Directive:
Pick out every line in the records below that contains the word "tree", and copy each one in full. Only an exact match in upper and lower case counts.

Material to process:
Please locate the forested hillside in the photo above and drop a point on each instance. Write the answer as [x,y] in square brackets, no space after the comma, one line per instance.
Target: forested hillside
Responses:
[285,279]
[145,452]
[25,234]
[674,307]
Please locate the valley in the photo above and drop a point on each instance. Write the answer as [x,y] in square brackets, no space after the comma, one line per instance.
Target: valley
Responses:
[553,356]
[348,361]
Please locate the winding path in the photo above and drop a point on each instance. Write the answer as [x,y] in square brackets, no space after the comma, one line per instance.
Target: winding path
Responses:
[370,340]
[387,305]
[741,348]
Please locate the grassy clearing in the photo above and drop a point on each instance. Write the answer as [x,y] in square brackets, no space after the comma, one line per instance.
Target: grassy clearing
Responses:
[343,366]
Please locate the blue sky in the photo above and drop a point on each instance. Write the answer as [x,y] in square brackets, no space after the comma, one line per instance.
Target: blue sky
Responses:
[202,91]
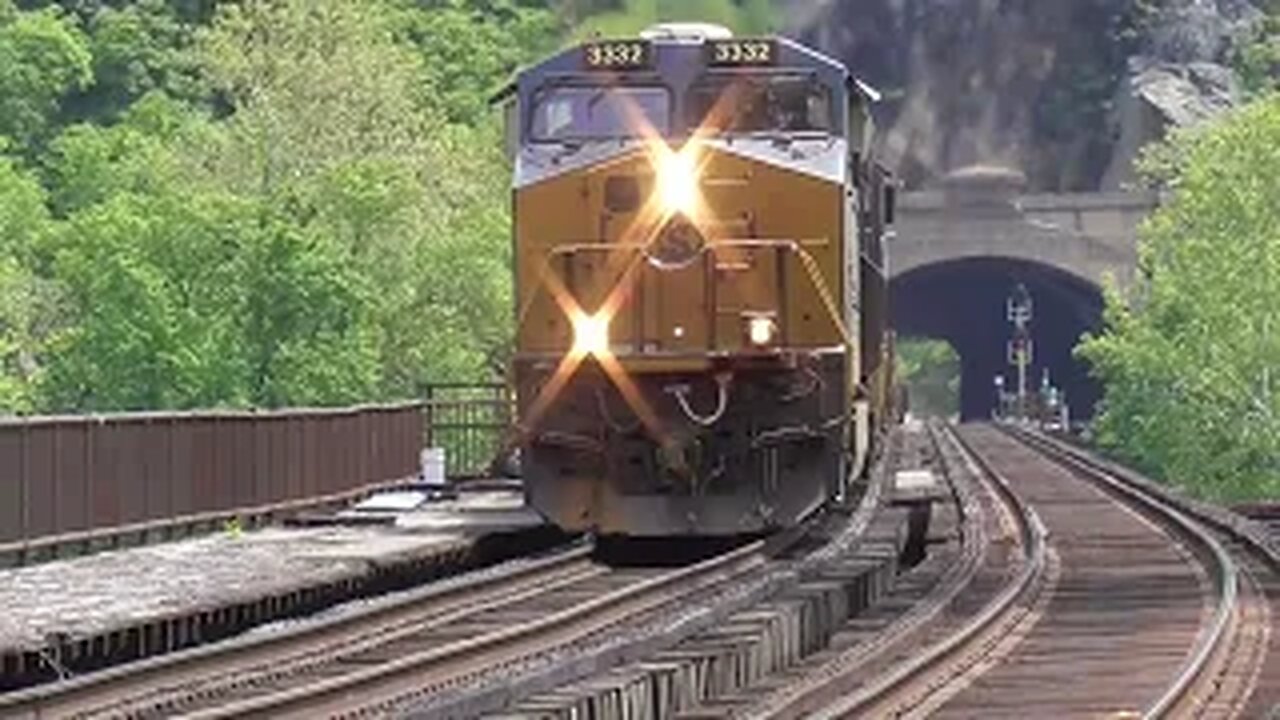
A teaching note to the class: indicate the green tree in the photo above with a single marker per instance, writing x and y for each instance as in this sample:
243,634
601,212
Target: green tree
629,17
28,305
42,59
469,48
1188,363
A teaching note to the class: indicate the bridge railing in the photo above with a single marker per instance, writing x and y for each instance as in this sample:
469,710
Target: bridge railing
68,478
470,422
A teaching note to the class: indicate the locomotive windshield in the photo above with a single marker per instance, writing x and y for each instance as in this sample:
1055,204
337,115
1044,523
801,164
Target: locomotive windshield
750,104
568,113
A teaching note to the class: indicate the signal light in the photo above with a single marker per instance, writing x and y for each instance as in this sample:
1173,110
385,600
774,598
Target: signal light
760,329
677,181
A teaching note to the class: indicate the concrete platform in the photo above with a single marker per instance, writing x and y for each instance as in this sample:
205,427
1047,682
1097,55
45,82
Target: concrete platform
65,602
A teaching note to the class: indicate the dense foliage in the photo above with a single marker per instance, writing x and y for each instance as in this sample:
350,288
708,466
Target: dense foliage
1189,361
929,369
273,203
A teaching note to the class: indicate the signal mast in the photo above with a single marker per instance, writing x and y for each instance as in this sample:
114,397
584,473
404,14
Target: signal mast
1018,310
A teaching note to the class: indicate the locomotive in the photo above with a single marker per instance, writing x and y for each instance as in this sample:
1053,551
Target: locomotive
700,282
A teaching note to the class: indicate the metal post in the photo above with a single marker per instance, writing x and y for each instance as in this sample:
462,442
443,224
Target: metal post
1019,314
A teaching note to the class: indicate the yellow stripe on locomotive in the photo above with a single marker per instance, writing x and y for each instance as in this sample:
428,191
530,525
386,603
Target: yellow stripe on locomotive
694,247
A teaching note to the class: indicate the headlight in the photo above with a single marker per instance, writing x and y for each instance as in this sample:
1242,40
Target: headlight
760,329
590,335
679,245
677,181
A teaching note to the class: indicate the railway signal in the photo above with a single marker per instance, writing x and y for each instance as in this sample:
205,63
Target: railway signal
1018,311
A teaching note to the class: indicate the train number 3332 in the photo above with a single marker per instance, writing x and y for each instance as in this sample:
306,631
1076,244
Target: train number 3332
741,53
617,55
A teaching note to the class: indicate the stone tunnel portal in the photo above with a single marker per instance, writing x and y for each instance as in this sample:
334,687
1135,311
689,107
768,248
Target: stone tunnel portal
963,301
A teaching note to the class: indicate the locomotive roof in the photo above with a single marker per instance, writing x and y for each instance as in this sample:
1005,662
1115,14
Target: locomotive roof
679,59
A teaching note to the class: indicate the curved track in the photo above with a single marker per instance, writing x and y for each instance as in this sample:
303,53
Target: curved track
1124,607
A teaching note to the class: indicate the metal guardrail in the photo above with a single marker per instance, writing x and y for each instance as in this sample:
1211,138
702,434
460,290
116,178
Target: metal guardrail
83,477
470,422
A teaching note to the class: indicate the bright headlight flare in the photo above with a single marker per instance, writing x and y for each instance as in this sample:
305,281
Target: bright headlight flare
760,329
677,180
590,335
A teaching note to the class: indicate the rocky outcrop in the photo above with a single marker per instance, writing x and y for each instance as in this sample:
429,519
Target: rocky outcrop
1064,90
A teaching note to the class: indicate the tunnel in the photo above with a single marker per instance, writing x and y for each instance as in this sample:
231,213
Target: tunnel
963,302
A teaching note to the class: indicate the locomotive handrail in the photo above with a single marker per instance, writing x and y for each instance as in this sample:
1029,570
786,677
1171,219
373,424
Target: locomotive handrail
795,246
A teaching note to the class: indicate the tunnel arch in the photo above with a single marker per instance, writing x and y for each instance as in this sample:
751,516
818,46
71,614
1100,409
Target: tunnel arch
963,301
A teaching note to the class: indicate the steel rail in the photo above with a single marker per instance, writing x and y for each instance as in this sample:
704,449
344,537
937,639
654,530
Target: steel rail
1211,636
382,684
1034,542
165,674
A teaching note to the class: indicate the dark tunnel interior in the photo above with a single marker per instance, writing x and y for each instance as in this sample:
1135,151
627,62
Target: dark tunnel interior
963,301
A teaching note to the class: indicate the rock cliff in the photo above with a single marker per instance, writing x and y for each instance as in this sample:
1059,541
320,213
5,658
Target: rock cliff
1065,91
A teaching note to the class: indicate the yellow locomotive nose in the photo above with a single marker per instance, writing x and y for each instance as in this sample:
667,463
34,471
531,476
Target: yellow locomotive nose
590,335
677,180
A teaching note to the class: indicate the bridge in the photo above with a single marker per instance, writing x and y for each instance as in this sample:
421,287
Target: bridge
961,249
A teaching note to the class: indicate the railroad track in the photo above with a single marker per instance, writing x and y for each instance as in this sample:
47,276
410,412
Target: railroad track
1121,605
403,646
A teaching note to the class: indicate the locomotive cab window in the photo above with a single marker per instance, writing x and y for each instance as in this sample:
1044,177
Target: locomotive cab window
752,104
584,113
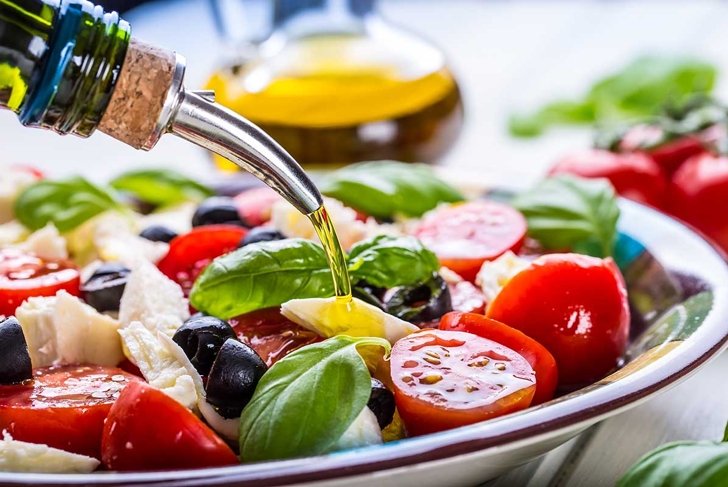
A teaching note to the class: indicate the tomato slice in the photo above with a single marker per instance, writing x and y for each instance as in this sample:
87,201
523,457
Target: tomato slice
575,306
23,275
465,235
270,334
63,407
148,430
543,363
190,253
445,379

---

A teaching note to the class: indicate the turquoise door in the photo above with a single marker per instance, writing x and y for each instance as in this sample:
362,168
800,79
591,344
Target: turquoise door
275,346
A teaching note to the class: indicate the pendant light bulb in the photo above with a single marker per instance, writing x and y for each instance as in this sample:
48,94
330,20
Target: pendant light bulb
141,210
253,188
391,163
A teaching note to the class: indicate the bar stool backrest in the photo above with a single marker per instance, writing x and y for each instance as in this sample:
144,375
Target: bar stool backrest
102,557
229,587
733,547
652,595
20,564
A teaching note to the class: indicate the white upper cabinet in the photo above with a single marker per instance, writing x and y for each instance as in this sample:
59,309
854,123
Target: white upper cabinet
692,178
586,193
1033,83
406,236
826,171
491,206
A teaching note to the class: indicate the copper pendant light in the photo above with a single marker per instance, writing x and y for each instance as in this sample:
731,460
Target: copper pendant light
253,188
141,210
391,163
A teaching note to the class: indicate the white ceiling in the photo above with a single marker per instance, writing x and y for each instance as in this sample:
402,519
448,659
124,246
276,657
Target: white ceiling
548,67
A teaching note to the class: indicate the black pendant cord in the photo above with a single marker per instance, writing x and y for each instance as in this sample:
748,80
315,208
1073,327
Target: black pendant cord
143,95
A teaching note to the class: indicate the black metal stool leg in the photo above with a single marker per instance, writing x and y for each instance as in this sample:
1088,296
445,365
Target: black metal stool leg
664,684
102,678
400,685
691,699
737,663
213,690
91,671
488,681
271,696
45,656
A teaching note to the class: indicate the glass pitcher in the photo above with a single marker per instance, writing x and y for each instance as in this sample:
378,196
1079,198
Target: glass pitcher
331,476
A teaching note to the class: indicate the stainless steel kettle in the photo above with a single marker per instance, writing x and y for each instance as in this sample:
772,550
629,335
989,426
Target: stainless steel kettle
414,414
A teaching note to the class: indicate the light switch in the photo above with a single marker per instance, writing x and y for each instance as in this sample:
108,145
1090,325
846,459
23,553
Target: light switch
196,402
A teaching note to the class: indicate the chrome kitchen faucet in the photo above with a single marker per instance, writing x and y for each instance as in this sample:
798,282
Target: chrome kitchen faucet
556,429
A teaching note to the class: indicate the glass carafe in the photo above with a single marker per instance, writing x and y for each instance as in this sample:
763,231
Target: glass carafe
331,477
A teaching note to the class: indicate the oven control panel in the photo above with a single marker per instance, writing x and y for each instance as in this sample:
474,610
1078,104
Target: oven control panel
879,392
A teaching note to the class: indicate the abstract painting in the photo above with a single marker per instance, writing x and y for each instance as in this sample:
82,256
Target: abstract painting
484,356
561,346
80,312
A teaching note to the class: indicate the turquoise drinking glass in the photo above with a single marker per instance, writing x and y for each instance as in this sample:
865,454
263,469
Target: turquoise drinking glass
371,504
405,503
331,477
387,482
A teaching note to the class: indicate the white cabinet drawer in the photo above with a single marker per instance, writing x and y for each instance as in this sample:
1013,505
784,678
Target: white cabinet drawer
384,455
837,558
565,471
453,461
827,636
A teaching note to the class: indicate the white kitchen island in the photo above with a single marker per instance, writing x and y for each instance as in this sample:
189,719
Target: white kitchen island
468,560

Answer to this task:
A teaching note to the class: indicate the green tree in the photo above with a single marker per instance, writing x and y for each instance as in this sample:
Target: green tree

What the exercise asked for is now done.